- Lewis in 2020
- Born: 1991 (age 34–35)
- Education: Florida State University (MFA, PhD)
- Occupation: Poet
- Spouse: Kaveh Akbar
- Website: paigelewispoetry.com

= Paige Lewis (writer) =

American writer (born 1991)

Paige Lewis is an American poet and the author of the collection Space Struck, which was named one of the Best Books of 2019 by Entropy and Book Riot. Lewis's debut novel, Canon, was published by Viking Press / Penguin in May 2026.

They are an assistant professor in the undergraduate creative writing program at the University of Iowa. Before that, they taught at Purdue University. They also teach in the low-residency fine art program at Randolph College.

▸ **Problem A**
In the records, starting at the line that contains "For every instance of the lips, drop" and ending at the line that contains "pixel 79 122", substitute "pin" for "marker" and write those lines out again with nothing else changed.
The text and the records come from separate, unrelated sources.

▸ **Excerpts from point annotation data**
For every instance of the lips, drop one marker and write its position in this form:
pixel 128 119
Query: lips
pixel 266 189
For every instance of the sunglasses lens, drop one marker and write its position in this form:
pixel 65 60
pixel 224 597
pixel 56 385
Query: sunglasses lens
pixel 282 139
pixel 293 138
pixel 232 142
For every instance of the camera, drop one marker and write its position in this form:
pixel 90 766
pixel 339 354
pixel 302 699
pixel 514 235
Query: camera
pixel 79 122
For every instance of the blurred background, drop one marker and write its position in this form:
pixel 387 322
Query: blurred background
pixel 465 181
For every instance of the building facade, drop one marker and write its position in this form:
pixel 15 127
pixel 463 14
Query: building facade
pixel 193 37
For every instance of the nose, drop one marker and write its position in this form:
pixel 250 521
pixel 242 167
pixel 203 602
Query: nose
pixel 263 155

* * *

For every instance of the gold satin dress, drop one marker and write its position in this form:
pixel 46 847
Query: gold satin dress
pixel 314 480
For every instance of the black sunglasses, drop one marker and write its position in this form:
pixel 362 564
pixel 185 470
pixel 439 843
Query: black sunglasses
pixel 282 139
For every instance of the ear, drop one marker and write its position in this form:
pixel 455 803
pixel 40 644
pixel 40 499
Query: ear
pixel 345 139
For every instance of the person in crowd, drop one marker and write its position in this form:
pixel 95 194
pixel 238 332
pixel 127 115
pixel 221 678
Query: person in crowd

▸ **Problem B**
Output the passage of the Paige Lewis text starting at "Paige Lewis is" and ending at "in May 2026.", copied word for word.

▸ **Exercise solution A**
For every instance of the lips, drop one pin and write its position in this form:
pixel 128 119
Query: lips
pixel 266 189
For every instance of the sunglasses lens, drop one pin and write its position in this form:
pixel 65 60
pixel 224 597
pixel 56 385
Query: sunglasses lens
pixel 282 139
pixel 293 138
pixel 232 142
For every instance of the camera, drop one pin and write its position in this form:
pixel 90 766
pixel 339 354
pixel 302 699
pixel 514 235
Query: camera
pixel 79 122

▸ **Exercise solution B**
Paige Lewis is an American poet and the author of the collection Space Struck, which was named one of the Best Books of 2019 by Entropy and Book Riot. Lewis's debut novel, Canon, was published by Viking Press / Penguin in May 2026.